▸ **Ausgewählter Text**:
Kollektor sammelt unter Aufsicht Manganknollen ein
Wirtschaftlich genutzt wurden sie bisher nicht. Noch existiert keine marktreife Technologie, und ein Abbau ist nicht erlaubt. Doch das könnte sich bald ändern. Die Internationale Meeresbodenbehörde (ISA) erarbeitet zurzeit Richtlinien, nach denen ein Tiefsee-Bergbau möglich wäre - den sogenannten "Mining Code".
Empfehlungen für solche Umweltstandards soll unter anderem auch ein europäisches Team von Wissenschaftlern geben. Janßen gehört dazu. Bei einem ersten industriellen Abbauversuch im April und Mai war die Forschungsgruppe des Projekts "MiningImpact" dabei. Im deutschen und belgischen Manganknollen-Lizenzgebiet wurde ein Prototyp eines sogenannten Kollektors von einem Schiff ins Wasser gelassen. Die Maschine sammelte bis in 4500 Metern Wassertiefe die schwarzen Knollen ein.

▸ **Aufgabe 1**:
Schreiben Sie den Text über die Manganknollen zwischen „Kollektor sammelt unter“ und „schwarzen Knollen ein.“ wortgetreu ab, beide Stellen eingeschlossen.
Text und Datensätze stammen aus unterschiedlichen Quellen.

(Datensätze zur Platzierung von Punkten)

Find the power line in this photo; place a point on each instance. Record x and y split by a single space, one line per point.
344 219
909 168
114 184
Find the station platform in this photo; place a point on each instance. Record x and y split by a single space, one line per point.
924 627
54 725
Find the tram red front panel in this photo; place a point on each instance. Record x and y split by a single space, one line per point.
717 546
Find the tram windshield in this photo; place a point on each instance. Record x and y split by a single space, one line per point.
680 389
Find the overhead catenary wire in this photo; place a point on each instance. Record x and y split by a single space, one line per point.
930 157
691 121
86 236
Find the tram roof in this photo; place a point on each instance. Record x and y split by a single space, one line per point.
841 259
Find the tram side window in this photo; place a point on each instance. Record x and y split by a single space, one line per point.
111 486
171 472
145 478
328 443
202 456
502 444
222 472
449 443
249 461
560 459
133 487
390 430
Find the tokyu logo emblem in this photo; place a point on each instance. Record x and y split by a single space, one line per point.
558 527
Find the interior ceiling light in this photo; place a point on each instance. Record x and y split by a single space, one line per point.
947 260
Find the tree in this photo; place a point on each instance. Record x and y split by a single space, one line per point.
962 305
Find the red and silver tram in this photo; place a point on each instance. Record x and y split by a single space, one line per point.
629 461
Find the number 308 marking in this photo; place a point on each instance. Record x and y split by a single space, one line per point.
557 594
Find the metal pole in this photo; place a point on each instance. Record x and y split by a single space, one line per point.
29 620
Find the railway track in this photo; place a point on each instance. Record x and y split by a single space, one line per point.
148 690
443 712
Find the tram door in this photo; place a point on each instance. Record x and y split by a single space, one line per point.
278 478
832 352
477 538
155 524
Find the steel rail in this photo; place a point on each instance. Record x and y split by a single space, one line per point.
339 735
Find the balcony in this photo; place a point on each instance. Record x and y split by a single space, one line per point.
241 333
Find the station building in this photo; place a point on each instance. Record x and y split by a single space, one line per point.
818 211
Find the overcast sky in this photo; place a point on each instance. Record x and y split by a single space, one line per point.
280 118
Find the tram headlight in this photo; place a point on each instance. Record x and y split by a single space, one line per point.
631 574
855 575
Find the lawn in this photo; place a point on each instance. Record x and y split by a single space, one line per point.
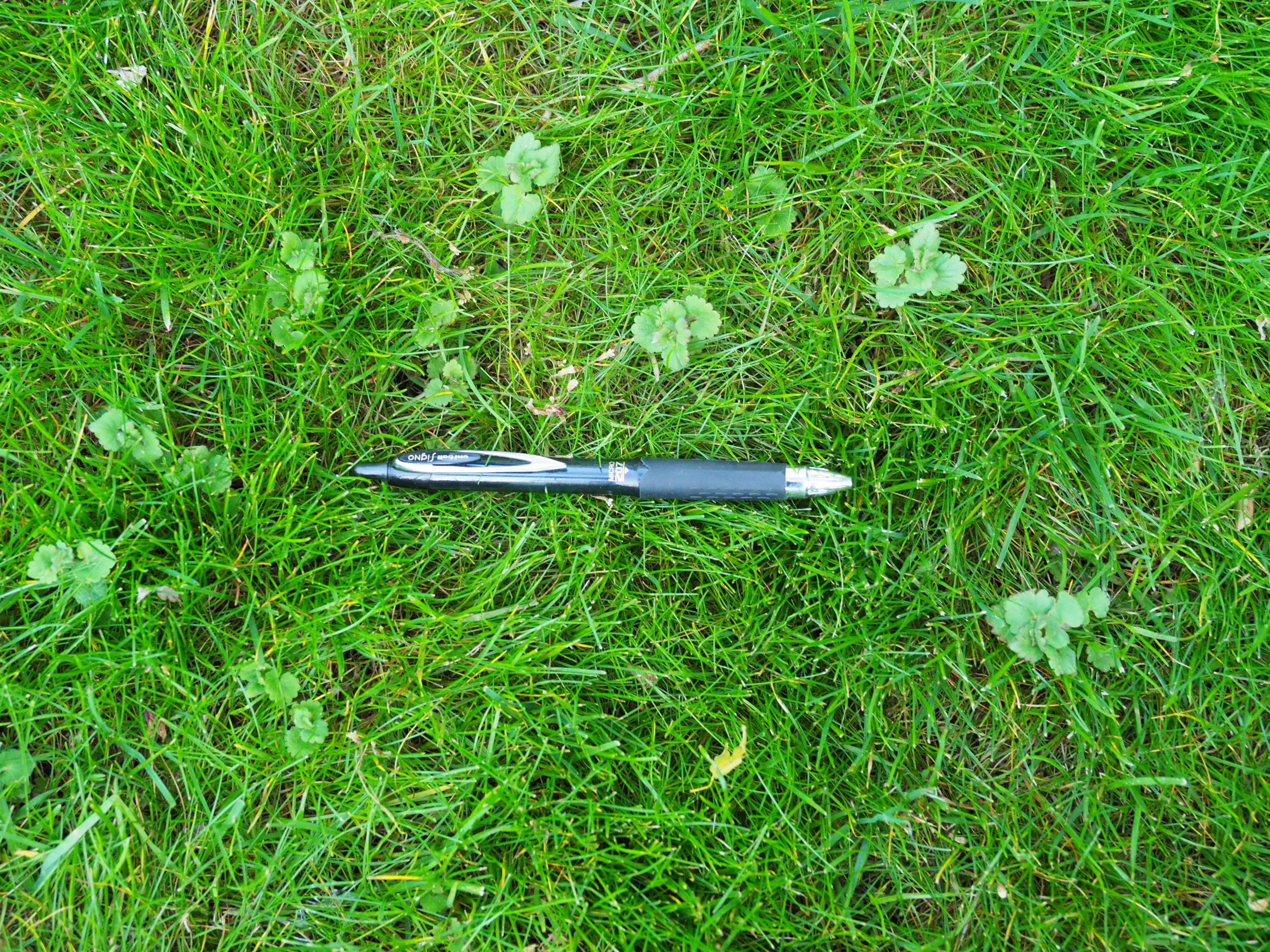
524 695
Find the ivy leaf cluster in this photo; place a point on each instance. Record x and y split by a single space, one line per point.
82 570
676 328
136 441
294 289
1035 626
441 314
526 166
132 440
447 380
309 729
912 268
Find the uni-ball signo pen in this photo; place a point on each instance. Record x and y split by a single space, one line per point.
647 477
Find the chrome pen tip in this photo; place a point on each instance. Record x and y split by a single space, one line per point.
813 481
371 472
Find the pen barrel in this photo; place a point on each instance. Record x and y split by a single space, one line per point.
711 479
578 477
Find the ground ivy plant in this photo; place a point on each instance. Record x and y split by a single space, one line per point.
907 270
1035 626
82 570
309 729
294 289
136 442
676 329
441 314
526 166
447 379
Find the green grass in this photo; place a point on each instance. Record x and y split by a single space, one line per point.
524 694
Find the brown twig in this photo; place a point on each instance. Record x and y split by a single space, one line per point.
653 75
434 262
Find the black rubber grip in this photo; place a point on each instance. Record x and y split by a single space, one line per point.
711 479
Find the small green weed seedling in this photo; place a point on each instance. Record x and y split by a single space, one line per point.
767 194
308 731
261 678
82 570
447 380
16 767
675 329
294 287
136 442
264 679
200 469
1035 625
512 177
197 468
913 268
441 314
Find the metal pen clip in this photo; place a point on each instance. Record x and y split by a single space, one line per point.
460 461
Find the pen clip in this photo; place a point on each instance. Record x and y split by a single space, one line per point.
465 461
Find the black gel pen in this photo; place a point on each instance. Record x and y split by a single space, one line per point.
645 477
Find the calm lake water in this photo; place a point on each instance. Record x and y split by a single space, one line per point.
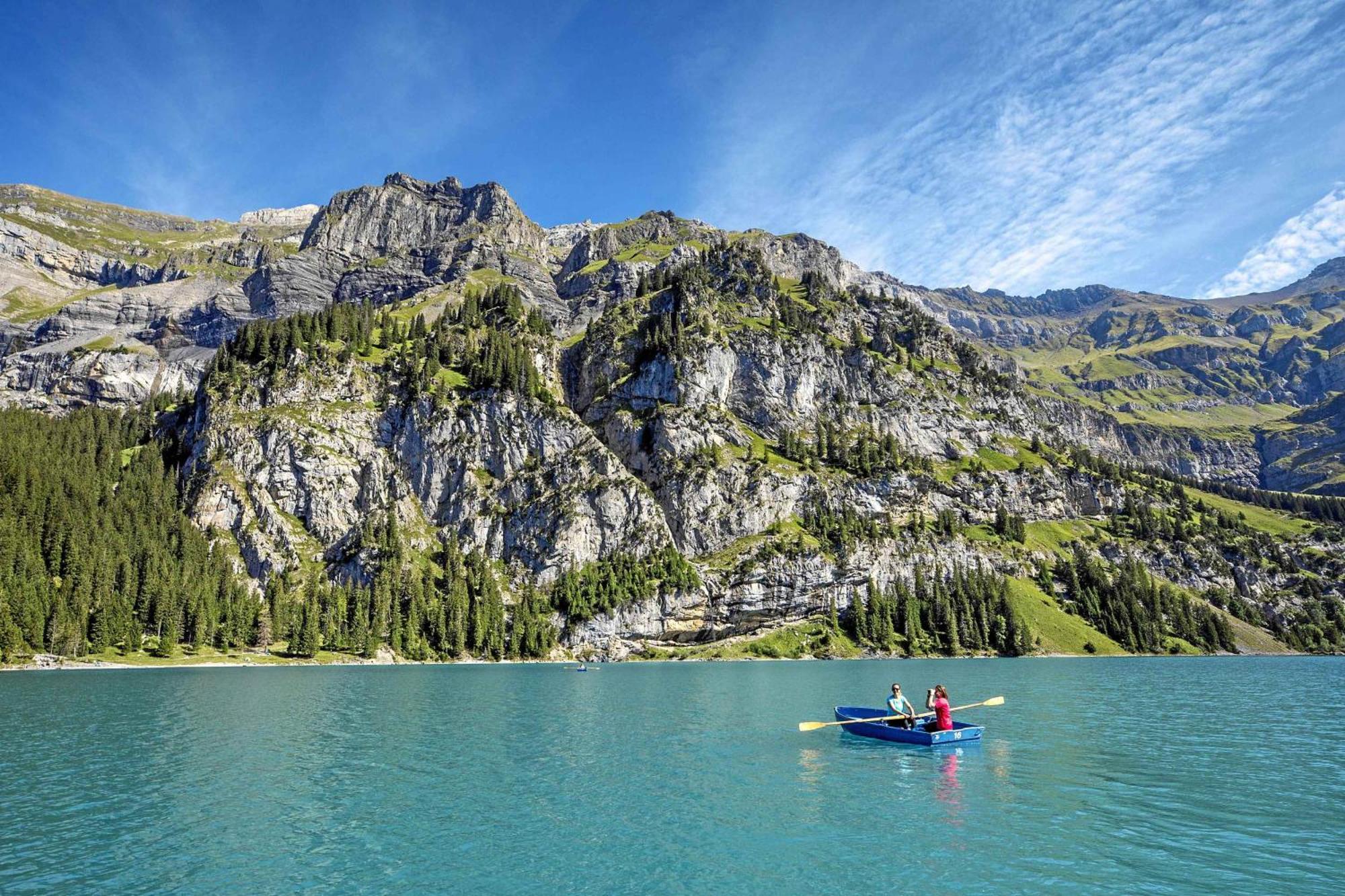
1160 775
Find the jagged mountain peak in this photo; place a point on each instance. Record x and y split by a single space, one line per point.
406 213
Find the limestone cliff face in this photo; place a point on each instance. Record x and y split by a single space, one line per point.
673 408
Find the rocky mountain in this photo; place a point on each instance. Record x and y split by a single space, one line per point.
679 435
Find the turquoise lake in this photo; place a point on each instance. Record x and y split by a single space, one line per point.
1133 774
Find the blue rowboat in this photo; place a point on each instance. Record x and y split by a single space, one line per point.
961 733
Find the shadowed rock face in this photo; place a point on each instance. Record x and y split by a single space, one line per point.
410 237
652 434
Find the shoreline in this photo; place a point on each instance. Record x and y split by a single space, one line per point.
283 662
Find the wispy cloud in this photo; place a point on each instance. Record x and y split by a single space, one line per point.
1062 150
1301 243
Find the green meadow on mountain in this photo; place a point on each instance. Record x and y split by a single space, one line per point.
415 424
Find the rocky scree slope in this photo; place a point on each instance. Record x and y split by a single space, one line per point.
804 443
586 399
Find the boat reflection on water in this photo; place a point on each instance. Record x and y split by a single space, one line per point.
812 767
948 788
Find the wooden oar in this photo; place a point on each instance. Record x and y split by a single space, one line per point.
993 701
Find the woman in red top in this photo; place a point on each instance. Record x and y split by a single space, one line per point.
937 698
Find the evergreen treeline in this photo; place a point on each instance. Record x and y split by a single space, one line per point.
489 338
1323 507
946 611
621 579
443 610
95 549
860 451
841 529
1129 606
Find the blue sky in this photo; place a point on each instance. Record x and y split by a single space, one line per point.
1188 149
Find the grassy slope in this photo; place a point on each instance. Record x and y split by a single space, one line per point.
1269 521
1061 633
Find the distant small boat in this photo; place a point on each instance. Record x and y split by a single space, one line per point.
961 733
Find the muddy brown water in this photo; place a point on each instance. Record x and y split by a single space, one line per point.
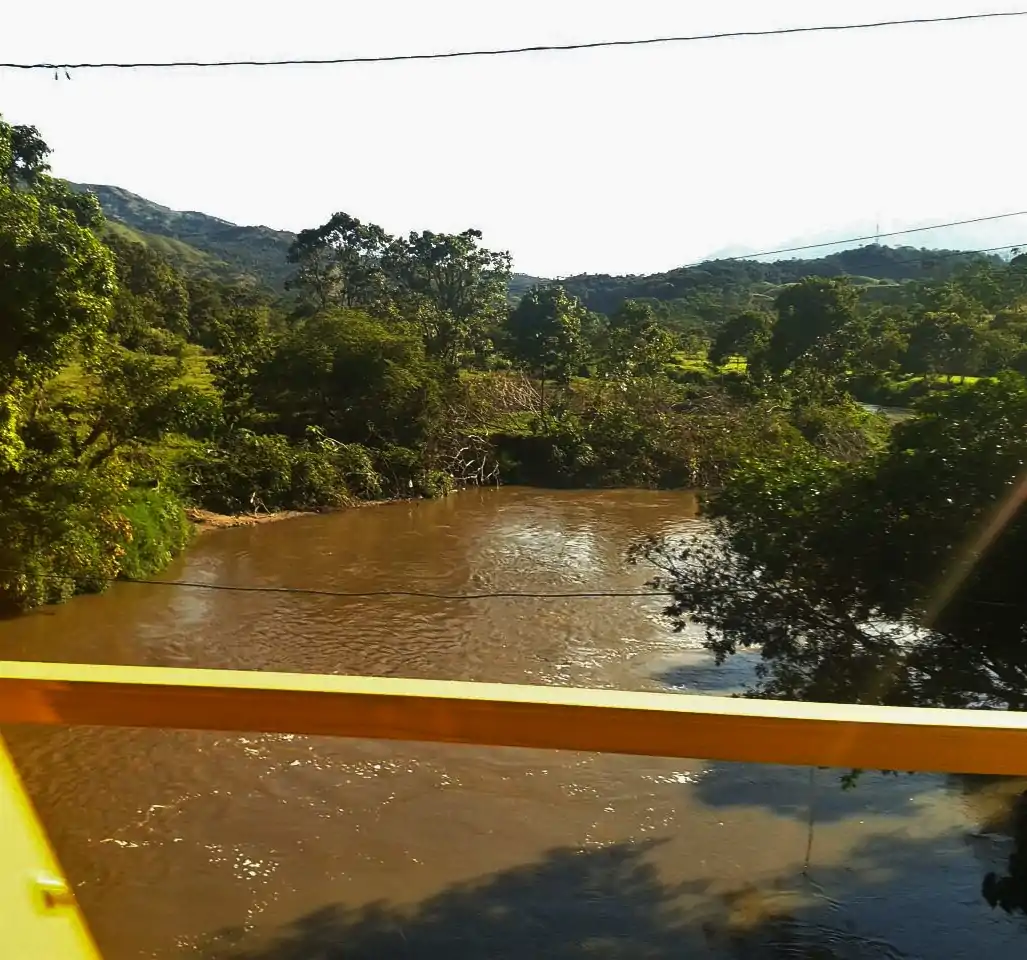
299 848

▸ **Aufgabe 2**:
Tauschen Sie in den Datensätzen von der Zeile mit „Find the boat“ bis zum Ende der Datensätze, beide eingeschlossen, „in this photo“ gegen „in this image“ aus. Geben Sie nur diese Zeilen sonst unverändert wieder und lassen Sie die Bilder weg.

▸ **Erwartete Antwort 1**:
Kollektor sammelt unter Aufsicht Manganknollen ein
Wirtschaftlich genutzt wurden sie bisher nicht. Noch existiert keine marktreife Technologie, und ein Abbau ist nicht erlaubt. Doch das könnte sich bald ändern. Die Internationale Meeresbodenbehörde (ISA) erarbeitet zurzeit Richtlinien, nach denen ein Tiefsee-Bergbau möglich wäre - den sogenannten "Mining Code".
Empfehlungen für solche Umweltstandards soll unter anderem auch ein europäisches Team von Wissenschaftlern geben. Janßen gehört dazu. Bei einem ersten industriellen Abbauversuch im April und Mai war die Forschungsgruppe des Projekts "MiningImpact" dabei. Im deutschen und belgischen Manganknollen-Lizenzgebiet wurde ein Prototyp eines sogenannten Kollektors von einem Schiff ins Wasser gelassen. Die Maschine sammelte bis in 4500 Metern Wassertiefe die schwarzen Knollen ein.

▸ **Erwartete Antwort 2**:
Find the boat reflection on water in this image; place a point on each instance. Record x and y split by a single space, one line per point.
812 767
948 788
Find the wooden oar in this image; place a point on each instance. Record x and y split by a single space, one line per point.
993 701
Find the woman in red top in this image; place a point on each instance. Record x and y split by a single space, one line per point.
937 698
Find the evergreen treeline in this image; place a point on each instance. Record x and y split by a single space, one line per point.
489 338
1323 507
946 611
621 579
443 610
95 549
860 451
841 529
1129 606
Find the blue sky in this image; place a point on each instance. Record x and y split by a single space, one line per point.
1188 149
Find the grassy slope in this image; place a point on each instance. Record x and y split by a single space, one line per point.
1269 521
1061 633
Find the distant small boat in this image; place a point on each instance. Record x and y split by a single space, one line per point.
961 733
Find the muddy brown water in this image; place a point on each instance. Record x and y split by a single space, one line per point.
299 848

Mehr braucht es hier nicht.